Aim of the task :: Your answer must contain each line of the listing in which "riot" appears, copied in full.
#####
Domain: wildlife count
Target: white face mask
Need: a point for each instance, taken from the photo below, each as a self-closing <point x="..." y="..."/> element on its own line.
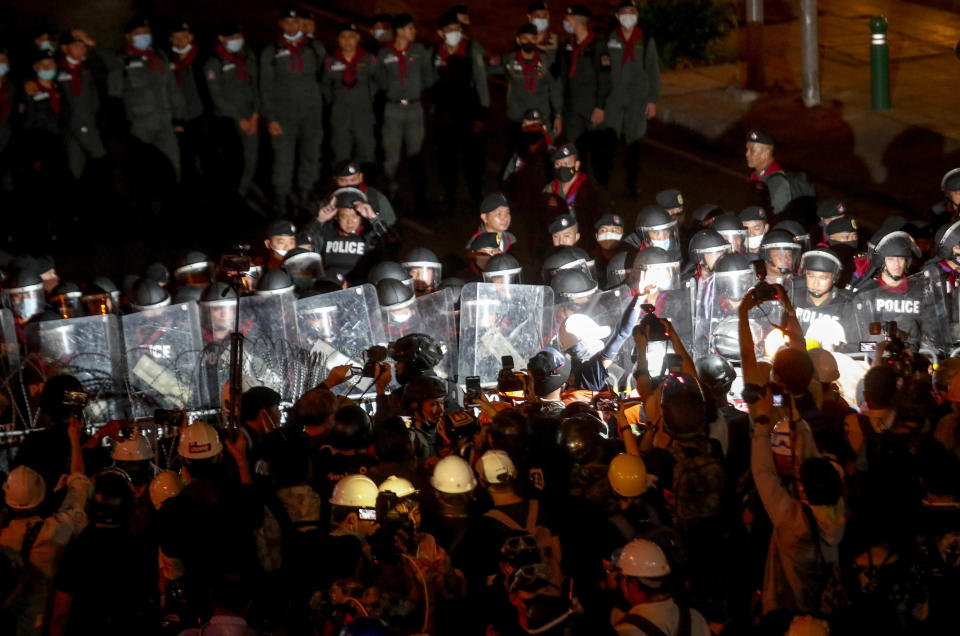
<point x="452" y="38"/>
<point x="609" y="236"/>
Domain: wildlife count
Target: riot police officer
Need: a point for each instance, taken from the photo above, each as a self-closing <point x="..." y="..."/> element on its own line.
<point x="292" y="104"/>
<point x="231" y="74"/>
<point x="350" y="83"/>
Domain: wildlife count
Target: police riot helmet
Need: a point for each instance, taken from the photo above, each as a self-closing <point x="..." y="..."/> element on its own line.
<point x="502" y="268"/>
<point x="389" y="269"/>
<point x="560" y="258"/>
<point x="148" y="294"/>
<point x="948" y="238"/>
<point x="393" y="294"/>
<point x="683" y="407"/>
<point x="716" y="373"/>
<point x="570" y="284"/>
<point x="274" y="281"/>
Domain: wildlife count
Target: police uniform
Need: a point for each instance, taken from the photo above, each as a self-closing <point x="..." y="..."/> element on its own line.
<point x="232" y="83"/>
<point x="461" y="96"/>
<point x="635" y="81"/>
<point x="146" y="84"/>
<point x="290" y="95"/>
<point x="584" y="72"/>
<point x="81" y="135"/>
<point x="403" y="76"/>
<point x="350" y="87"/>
#####
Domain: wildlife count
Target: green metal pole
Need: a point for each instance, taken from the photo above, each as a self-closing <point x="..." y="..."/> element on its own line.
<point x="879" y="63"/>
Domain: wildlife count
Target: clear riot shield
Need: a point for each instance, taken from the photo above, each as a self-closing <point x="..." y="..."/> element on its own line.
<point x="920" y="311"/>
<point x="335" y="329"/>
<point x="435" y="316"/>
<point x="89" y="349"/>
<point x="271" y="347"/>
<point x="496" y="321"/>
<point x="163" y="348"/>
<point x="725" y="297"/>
#####
Exercise output ::
Target: riot police officer
Target: police riot helmet
Target: clear riot shield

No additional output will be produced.